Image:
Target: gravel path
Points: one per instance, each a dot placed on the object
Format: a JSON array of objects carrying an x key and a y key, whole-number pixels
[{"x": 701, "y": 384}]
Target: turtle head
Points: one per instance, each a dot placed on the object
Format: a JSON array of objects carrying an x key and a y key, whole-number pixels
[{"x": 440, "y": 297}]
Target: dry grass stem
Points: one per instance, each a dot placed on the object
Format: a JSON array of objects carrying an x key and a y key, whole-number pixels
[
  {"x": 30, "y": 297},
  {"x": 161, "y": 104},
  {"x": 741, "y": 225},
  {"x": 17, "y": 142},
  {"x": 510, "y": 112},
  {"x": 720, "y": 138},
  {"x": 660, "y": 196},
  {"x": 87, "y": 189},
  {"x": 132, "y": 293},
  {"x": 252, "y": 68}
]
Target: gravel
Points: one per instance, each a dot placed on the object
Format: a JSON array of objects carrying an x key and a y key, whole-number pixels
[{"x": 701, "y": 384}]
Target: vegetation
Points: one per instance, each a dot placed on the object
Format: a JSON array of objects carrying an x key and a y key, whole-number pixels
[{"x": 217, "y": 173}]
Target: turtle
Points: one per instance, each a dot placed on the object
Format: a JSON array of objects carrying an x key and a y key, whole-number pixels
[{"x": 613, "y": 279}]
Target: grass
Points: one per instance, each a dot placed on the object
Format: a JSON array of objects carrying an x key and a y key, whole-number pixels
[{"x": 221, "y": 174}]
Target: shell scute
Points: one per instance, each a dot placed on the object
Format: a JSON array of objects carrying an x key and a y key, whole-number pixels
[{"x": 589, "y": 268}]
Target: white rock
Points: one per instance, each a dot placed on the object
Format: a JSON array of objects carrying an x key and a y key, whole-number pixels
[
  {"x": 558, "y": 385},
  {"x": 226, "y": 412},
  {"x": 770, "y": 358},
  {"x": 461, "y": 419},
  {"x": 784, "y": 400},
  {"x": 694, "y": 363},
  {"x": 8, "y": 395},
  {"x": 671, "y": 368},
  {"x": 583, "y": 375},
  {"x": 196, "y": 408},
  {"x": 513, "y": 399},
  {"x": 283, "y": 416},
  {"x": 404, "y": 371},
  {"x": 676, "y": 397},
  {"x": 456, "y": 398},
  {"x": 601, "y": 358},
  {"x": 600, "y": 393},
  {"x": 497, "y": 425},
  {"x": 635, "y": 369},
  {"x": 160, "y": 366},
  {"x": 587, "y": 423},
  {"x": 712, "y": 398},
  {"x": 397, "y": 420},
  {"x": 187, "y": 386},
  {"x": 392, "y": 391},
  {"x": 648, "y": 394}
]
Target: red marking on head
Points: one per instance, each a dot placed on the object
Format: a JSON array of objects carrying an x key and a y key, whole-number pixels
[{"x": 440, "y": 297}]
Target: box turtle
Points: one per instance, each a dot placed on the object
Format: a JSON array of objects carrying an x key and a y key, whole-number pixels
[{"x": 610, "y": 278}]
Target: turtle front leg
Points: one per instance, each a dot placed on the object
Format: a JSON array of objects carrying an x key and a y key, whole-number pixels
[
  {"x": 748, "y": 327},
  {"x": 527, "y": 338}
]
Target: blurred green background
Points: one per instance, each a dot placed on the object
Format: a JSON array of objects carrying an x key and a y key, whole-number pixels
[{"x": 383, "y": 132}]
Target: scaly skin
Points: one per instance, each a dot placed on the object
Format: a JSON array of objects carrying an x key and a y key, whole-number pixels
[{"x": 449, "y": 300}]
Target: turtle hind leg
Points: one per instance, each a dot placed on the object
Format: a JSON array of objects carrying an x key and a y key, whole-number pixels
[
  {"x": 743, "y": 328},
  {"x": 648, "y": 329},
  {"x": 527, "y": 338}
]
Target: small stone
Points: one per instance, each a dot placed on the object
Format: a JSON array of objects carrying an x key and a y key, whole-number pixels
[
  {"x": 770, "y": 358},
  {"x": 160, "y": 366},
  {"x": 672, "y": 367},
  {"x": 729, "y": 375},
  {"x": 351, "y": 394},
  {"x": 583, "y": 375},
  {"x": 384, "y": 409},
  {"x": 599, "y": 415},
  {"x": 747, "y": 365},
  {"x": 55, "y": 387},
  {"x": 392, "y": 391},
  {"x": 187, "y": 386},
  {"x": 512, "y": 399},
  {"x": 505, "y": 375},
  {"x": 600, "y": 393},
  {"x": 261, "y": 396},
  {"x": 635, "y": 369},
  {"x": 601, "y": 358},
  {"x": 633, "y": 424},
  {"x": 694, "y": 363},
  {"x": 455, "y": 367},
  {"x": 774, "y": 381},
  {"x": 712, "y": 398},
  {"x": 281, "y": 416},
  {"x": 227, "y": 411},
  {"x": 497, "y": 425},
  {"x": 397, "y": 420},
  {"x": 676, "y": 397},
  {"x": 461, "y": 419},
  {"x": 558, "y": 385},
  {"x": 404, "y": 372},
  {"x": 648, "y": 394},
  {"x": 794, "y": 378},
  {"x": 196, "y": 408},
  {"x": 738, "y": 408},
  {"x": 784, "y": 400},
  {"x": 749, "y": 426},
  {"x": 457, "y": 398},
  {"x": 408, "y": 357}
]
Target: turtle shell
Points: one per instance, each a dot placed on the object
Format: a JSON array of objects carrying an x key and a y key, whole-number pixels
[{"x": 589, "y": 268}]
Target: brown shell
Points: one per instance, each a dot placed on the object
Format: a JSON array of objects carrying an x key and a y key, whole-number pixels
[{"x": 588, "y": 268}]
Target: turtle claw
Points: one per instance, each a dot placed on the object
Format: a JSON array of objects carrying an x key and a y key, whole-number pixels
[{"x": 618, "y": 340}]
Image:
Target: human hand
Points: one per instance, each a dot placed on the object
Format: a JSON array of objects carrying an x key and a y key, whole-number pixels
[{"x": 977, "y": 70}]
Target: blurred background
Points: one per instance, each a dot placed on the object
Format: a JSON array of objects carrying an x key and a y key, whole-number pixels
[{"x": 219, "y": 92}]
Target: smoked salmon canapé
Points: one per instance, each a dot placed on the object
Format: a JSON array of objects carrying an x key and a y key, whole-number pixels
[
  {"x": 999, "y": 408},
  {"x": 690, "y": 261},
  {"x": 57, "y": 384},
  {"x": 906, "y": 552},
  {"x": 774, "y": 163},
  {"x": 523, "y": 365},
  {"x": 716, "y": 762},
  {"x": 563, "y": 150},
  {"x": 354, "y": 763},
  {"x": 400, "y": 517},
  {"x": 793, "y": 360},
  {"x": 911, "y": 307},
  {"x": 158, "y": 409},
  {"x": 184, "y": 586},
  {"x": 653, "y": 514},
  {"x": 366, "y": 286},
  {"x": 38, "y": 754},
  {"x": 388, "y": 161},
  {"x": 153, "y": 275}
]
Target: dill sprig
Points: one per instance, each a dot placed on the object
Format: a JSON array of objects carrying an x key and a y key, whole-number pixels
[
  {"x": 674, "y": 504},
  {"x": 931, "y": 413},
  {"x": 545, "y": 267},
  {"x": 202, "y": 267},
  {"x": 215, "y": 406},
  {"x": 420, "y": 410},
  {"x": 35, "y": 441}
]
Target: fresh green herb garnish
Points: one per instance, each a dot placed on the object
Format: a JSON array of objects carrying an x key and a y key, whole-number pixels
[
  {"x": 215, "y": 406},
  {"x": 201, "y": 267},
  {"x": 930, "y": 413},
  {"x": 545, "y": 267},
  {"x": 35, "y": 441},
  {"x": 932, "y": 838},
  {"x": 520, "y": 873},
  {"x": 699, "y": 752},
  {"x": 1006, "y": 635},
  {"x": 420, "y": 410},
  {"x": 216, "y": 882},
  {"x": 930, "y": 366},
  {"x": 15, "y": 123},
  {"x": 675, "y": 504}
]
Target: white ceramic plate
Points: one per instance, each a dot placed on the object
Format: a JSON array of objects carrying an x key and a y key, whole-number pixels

--

* Task statement:
Repeat word for word each line from the one with "Target: dill sprig" to the end of the records above, inclusive.

* Final result:
Target: dill sprig
Points: one per instance, each a dot placed on the object
Format: a JSON array of objects carrying an x key and a y key, whole-number pixels
[
  {"x": 674, "y": 504},
  {"x": 931, "y": 413},
  {"x": 545, "y": 267},
  {"x": 202, "y": 267},
  {"x": 215, "y": 406},
  {"x": 420, "y": 410},
  {"x": 35, "y": 441}
]
Target: fresh green herb garnish
Points: one per instance, each a dot placed on the object
Format: a JSON array of objects carrying an x key and a y key, whole-number pixels
[
  {"x": 215, "y": 406},
  {"x": 201, "y": 267},
  {"x": 930, "y": 413},
  {"x": 545, "y": 267},
  {"x": 35, "y": 441},
  {"x": 932, "y": 838},
  {"x": 520, "y": 873},
  {"x": 699, "y": 752},
  {"x": 1006, "y": 635},
  {"x": 420, "y": 410},
  {"x": 216, "y": 882},
  {"x": 930, "y": 366},
  {"x": 15, "y": 123},
  {"x": 675, "y": 504}
]
Target: white ceramic plate
Points: one per instance, each a dot placed on the object
Format: a JSON array of objects carrying an x key and a y key, whole-number pixels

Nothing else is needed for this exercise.